[Annotation data for object locations]
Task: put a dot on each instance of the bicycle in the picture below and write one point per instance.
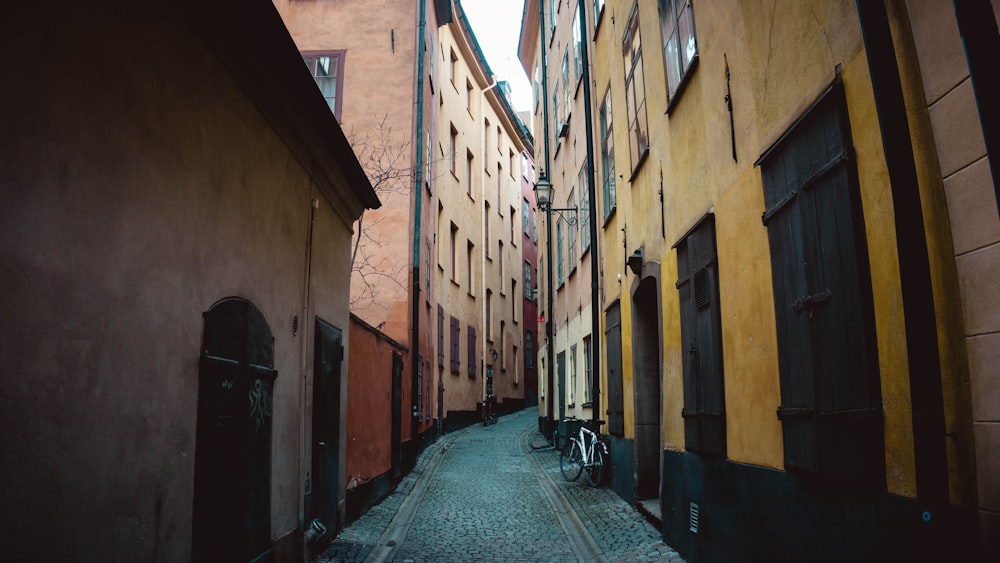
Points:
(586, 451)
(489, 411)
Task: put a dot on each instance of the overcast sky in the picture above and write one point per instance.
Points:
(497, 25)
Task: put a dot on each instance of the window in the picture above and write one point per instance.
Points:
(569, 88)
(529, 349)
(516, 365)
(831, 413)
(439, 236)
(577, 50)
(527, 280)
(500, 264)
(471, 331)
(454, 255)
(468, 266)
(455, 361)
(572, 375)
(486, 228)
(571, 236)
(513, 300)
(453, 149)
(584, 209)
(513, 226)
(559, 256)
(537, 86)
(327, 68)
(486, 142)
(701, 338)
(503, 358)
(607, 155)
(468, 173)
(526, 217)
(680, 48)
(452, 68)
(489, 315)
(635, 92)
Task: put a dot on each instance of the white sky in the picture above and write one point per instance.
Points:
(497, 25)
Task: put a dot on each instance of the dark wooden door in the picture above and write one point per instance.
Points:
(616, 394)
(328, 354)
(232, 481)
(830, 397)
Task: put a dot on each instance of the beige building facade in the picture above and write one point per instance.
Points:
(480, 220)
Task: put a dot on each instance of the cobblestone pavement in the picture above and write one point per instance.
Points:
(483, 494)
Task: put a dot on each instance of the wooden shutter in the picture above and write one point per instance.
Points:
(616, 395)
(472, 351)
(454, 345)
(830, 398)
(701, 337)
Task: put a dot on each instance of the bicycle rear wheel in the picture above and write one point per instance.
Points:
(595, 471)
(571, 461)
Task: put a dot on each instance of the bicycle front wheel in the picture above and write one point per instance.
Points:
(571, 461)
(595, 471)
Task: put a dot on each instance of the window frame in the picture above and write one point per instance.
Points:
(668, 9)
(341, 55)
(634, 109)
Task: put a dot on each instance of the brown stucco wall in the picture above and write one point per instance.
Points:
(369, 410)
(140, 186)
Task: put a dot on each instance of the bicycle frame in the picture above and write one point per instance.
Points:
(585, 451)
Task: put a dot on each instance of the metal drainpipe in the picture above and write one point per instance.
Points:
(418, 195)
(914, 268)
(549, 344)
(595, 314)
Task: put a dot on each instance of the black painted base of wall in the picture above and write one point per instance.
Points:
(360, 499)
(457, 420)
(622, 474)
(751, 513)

§ STATED EXERCISE: Give the lines above as a JSON list of strings, one string per line, leaving out blank lines and the pictures.

§ EXPECTED ANSWER:
[
  "Task: put a dot on each instance of the bicycle in the picture below and write one point per instance.",
  "Points:",
  "(586, 451)",
  "(489, 411)",
  "Task: put a dot on each instance of the overcast sky in the picture above and write one point per instance.",
  "Points:",
  "(497, 25)",
  "Task: put a dot on each instance of the window in the picture above and write one point per instance.",
  "Points:",
  "(569, 88)",
  "(529, 349)",
  "(516, 365)",
  "(831, 413)",
  "(439, 236)",
  "(577, 50)",
  "(527, 280)",
  "(500, 264)",
  "(471, 331)",
  "(454, 255)",
  "(468, 266)",
  "(455, 361)",
  "(572, 375)",
  "(486, 228)",
  "(571, 236)",
  "(513, 300)",
  "(453, 149)",
  "(584, 209)",
  "(513, 226)",
  "(559, 256)",
  "(537, 86)",
  "(327, 68)",
  "(486, 142)",
  "(701, 338)",
  "(503, 358)",
  "(607, 155)",
  "(468, 173)",
  "(526, 217)",
  "(680, 48)",
  "(452, 68)",
  "(489, 315)",
  "(635, 92)",
  "Task: put a dot on each instance of the white sky in the picture above and write one point per instance.",
  "Points:",
  "(497, 25)",
  "Task: put a dot on each instance of the dark wooden door in the picture above and write one point per instance.",
  "Points:",
  "(616, 394)",
  "(328, 354)",
  "(232, 481)",
  "(830, 397)",
  "Task: put a dot on each instance of the beige building facade in the picture above and write one point per instance.",
  "Points:",
  "(480, 220)",
  "Task: put a dot on each instance of the cobblestone pavement in the picture above and write one point per instance.",
  "Points:",
  "(483, 494)",
  "Task: put a dot on each instance of the wooden shutter in the picture above and write one point per instance.",
  "Points:",
  "(616, 395)",
  "(472, 351)",
  "(454, 345)",
  "(830, 398)",
  "(701, 337)",
  "Task: put a dot on each instance of the bicycle rear wheel in the picture above and write one point per instance.",
  "Points:",
  "(595, 471)",
  "(571, 461)",
  "Task: put a dot on each instance of the bicycle front wheel in the picture above and write one point per instance.",
  "Points:",
  "(571, 461)",
  "(595, 471)",
  "Task: put a dot on each instance of the window frame in the picture above and write one point per instance.",
  "Points:",
  "(668, 9)",
  "(341, 55)",
  "(634, 109)",
  "Task: put a dot on each instance of the brown stucco wall in the picture above and write one point per instance.",
  "Points:",
  "(369, 410)",
  "(140, 186)",
  "Task: put a dot on each instance of the bicycle frame in the picture above and write one point per instance.",
  "Points:",
  "(585, 451)",
  "Task: put a dot on each instance of the metal drainpipe in the picture above and write one point per instance.",
  "Points:",
  "(418, 195)",
  "(914, 268)",
  "(549, 344)",
  "(595, 314)",
  "Task: put a dot on each instance of the black painted base of wall in the picture above and write one point per instance.",
  "Points:",
  "(360, 499)",
  "(457, 420)",
  "(622, 474)",
  "(751, 513)"
]